Dataset records -
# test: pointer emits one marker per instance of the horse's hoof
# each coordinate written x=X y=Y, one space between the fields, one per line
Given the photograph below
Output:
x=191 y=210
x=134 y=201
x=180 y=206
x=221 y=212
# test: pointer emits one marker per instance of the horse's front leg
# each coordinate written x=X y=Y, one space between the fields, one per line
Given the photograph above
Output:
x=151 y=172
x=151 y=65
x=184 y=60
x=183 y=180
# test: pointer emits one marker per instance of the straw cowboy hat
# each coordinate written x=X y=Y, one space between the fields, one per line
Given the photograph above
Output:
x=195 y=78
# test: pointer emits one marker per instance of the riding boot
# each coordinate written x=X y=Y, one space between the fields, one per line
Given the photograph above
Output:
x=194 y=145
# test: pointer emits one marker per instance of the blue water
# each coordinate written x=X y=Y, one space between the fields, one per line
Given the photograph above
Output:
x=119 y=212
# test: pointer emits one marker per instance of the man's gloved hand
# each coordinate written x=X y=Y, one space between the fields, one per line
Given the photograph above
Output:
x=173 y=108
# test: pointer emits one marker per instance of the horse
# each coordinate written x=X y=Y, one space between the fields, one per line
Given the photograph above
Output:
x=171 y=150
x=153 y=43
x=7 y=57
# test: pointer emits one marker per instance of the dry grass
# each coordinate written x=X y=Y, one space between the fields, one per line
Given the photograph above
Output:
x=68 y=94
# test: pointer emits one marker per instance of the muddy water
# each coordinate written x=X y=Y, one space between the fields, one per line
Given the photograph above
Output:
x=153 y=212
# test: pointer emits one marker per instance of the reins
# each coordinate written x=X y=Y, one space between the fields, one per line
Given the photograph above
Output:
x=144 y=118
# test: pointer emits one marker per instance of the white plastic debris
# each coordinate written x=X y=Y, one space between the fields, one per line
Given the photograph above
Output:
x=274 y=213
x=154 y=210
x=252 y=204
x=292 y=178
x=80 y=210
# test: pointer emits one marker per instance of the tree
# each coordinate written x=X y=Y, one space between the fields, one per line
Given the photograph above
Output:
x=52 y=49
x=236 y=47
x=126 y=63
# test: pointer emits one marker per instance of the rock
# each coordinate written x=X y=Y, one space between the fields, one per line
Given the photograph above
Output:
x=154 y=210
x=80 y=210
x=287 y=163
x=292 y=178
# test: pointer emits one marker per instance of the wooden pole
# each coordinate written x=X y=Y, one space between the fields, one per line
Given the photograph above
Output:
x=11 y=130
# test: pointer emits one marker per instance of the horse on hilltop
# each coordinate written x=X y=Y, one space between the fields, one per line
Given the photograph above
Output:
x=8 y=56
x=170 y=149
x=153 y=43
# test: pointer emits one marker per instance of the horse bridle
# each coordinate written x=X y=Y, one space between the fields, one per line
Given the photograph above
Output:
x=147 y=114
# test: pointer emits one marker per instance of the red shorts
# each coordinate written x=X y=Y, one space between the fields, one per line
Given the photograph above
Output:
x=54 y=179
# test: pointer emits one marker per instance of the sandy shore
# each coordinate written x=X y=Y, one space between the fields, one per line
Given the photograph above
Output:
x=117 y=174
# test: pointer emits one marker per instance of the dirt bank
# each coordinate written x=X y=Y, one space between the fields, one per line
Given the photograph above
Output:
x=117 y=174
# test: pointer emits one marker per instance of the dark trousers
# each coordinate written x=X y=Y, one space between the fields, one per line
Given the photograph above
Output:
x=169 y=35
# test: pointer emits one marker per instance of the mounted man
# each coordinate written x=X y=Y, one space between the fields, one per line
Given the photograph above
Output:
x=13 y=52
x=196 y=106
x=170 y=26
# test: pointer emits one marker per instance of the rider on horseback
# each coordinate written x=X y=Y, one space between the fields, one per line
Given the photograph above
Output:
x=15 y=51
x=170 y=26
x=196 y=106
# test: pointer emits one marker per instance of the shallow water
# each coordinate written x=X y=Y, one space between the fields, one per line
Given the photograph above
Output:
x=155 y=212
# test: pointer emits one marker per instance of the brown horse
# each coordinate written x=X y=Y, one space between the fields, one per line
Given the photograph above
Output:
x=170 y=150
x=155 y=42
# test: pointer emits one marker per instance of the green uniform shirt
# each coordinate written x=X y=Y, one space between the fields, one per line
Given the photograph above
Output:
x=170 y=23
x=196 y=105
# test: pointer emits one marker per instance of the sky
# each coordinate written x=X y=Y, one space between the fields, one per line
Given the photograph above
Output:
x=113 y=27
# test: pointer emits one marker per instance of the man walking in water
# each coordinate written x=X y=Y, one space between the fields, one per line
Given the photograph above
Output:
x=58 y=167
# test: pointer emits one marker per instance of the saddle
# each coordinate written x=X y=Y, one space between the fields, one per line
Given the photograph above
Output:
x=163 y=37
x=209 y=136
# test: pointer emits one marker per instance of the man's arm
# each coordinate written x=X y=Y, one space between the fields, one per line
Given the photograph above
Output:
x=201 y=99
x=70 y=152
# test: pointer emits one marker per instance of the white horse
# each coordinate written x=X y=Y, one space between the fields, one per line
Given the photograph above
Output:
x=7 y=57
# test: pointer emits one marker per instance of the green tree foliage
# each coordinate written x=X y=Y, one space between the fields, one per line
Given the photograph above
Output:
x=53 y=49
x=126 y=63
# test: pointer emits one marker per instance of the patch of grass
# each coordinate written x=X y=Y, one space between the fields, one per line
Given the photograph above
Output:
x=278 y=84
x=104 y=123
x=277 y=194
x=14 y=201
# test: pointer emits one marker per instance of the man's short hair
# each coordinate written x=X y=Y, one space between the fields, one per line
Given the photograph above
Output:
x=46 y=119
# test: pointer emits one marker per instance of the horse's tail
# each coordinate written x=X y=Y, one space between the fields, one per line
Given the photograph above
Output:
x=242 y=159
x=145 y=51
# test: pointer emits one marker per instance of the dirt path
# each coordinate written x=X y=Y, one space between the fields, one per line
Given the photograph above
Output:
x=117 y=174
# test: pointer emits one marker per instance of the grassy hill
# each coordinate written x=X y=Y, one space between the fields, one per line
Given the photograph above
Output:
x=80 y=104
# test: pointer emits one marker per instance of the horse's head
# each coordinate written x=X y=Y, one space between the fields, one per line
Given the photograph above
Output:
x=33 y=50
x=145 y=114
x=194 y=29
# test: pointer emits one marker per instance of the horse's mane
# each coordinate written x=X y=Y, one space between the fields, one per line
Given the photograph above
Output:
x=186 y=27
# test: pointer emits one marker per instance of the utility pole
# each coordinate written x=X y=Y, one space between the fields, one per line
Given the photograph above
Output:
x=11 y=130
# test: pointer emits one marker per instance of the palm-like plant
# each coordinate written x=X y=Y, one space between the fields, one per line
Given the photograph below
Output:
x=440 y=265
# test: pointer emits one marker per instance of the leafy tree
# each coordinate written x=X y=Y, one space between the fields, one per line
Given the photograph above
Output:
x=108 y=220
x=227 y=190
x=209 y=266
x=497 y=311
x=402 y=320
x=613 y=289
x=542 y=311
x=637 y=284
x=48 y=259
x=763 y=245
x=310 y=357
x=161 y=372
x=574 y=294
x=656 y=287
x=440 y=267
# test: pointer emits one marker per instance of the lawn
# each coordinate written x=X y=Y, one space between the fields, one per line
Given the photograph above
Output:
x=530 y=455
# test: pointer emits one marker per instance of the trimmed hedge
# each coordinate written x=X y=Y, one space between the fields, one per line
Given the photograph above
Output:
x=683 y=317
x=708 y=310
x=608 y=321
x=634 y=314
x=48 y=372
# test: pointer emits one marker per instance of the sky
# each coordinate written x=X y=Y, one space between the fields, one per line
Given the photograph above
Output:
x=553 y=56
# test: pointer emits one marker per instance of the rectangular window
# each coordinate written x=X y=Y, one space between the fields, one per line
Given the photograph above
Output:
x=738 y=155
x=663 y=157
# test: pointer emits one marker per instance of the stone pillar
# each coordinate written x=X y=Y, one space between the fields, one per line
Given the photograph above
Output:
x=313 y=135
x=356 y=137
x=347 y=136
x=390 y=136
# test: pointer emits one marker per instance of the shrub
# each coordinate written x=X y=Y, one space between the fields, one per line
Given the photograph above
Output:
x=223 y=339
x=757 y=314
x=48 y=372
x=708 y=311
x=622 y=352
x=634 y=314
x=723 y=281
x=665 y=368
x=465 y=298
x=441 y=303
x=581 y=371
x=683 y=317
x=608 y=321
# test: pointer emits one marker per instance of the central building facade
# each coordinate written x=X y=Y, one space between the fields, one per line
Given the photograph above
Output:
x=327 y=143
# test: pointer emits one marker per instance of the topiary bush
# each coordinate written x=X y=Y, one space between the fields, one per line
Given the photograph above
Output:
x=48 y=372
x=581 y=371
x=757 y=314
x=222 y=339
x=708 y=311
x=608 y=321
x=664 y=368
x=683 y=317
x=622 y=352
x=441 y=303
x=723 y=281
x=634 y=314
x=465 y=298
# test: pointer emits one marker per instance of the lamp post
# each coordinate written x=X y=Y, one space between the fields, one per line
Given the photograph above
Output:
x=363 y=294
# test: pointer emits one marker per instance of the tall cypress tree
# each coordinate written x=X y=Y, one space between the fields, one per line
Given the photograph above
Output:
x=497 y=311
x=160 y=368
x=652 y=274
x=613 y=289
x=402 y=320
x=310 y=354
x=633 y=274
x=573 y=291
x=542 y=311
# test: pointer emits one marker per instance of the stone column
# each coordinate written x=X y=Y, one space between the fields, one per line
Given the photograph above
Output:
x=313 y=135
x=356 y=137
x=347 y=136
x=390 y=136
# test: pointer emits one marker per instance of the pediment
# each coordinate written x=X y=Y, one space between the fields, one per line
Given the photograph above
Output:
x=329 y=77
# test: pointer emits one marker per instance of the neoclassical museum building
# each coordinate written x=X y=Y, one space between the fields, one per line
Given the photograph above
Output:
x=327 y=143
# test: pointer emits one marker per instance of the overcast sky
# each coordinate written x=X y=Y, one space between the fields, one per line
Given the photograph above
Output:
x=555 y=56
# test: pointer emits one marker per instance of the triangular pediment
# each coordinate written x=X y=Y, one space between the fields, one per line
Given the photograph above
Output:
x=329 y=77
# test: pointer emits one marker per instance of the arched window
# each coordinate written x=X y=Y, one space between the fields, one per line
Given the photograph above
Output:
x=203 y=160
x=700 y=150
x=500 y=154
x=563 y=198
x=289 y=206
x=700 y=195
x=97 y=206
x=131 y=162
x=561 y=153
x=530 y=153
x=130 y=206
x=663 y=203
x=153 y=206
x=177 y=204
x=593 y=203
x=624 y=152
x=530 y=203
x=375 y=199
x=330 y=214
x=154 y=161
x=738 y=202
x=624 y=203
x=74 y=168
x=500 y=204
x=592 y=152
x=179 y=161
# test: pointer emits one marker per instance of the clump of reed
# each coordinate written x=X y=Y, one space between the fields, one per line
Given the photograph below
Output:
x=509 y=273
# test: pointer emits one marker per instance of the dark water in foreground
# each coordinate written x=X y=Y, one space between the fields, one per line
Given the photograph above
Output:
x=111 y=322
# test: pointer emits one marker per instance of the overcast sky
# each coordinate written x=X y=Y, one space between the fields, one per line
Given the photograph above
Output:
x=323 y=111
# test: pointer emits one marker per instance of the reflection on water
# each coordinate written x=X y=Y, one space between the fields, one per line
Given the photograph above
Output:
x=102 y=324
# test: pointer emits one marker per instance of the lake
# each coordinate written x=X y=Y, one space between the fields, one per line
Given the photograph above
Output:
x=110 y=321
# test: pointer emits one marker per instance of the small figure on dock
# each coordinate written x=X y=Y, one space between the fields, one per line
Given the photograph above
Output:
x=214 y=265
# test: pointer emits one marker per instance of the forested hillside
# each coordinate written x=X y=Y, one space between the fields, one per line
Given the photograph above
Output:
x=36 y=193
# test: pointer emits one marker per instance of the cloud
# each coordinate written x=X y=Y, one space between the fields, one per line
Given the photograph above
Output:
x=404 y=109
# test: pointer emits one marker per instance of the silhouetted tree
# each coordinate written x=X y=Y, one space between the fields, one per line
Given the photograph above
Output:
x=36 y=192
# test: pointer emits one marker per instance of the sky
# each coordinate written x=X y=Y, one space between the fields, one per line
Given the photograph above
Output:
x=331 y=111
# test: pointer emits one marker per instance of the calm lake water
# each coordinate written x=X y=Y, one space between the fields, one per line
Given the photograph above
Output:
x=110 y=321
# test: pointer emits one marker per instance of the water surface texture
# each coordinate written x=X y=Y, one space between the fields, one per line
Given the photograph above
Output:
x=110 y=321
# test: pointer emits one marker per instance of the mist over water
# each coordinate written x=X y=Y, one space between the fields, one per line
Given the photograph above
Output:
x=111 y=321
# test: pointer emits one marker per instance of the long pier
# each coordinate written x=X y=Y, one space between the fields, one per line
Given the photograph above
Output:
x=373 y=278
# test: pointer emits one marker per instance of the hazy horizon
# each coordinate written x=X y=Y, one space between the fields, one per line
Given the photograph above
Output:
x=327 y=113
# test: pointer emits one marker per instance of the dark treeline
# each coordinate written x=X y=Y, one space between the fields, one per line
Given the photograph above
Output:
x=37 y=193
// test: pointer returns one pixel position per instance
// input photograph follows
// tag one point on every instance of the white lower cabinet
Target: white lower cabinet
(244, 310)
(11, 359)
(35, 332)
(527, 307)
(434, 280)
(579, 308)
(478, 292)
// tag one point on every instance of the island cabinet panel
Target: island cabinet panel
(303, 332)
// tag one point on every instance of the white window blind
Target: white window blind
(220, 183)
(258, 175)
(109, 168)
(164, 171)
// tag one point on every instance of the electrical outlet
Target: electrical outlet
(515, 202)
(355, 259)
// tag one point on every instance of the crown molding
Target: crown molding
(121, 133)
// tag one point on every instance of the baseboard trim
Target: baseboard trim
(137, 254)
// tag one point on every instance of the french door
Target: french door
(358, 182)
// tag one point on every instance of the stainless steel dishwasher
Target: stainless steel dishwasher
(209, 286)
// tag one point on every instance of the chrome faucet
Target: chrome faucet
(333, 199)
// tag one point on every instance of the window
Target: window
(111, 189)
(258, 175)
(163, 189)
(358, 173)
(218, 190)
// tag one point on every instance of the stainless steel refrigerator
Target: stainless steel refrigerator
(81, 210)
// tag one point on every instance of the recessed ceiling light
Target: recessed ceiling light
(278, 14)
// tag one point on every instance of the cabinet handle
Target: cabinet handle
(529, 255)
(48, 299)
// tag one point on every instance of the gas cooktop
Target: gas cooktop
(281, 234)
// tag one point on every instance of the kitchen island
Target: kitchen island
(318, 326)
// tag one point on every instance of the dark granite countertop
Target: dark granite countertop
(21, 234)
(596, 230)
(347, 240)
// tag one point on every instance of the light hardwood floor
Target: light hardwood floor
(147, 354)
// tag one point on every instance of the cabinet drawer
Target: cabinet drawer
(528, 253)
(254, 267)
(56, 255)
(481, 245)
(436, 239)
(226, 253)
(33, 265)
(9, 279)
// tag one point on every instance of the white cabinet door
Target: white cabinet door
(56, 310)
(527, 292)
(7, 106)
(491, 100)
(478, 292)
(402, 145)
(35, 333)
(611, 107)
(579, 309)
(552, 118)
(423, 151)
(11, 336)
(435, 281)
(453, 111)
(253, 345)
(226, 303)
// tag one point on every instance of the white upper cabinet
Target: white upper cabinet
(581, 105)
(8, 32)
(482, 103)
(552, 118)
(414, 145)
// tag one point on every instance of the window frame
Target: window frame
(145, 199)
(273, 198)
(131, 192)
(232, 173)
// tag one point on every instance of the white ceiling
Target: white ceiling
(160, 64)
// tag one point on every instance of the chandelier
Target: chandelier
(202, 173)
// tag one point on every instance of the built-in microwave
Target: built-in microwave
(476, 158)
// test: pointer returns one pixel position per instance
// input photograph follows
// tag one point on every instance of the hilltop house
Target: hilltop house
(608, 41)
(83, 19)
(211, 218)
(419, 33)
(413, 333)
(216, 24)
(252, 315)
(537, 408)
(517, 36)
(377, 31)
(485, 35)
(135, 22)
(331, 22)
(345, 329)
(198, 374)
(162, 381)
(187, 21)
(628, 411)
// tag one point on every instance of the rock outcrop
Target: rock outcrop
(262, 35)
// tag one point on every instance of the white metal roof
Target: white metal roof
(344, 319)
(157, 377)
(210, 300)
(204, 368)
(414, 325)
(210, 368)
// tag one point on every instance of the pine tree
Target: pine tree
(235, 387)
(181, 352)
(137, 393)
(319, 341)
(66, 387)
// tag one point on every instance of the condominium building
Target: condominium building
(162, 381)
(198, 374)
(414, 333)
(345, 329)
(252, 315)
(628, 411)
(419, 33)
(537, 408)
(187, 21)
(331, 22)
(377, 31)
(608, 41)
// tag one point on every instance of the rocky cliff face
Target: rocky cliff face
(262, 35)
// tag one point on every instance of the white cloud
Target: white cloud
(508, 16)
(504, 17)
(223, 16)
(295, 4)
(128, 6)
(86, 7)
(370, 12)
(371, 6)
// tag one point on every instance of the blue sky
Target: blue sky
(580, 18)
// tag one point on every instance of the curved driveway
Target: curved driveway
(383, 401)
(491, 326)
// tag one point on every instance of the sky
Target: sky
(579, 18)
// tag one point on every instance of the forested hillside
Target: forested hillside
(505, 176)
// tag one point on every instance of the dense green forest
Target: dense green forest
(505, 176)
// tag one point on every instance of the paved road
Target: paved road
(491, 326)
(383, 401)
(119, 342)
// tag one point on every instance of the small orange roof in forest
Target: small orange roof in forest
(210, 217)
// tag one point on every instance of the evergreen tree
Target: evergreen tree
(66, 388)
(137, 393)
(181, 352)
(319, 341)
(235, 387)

Problem description - Wherever the line holding "the horse's mane" falls in the entries above, copy exactly from it through the line holding "# test: pointer emits one marker per instance of the trimmed", inclusive, and add nothing.

Task solution -
# test: pointer emits one marker per instance of the horse's mane
# each coordinate written x=X y=Y, one space between the fields, one per line
Given the photograph above
Output:
x=186 y=27
# test: pointer emits one marker per instance of the utility pole
# each coordinate written x=X y=Y, one space between the fields, one per line
Given the photograph above
Output:
x=11 y=130
# test: pointer emits one marker per instance of the palm-like plant
# each coordinate written x=X y=Y, one space between the fields, one per line
Given the photograph below
Output:
x=440 y=265
# test: pointer emits one marker per instance of the leafy tree
# each coordinate written x=X y=Y, one space between the fields, one per line
Given the photograph above
Output:
x=108 y=220
x=227 y=190
x=209 y=266
x=497 y=311
x=402 y=320
x=613 y=289
x=542 y=311
x=637 y=284
x=48 y=259
x=763 y=245
x=310 y=357
x=161 y=372
x=574 y=294
x=656 y=287
x=440 y=267
# test: pointer emits one marker per instance of the lawn
# each coordinate written x=X y=Y, one space between the fields, one per line
Given the photograph above
Output:
x=530 y=455
# test: pointer emits one marker per instance of the trimmed hedge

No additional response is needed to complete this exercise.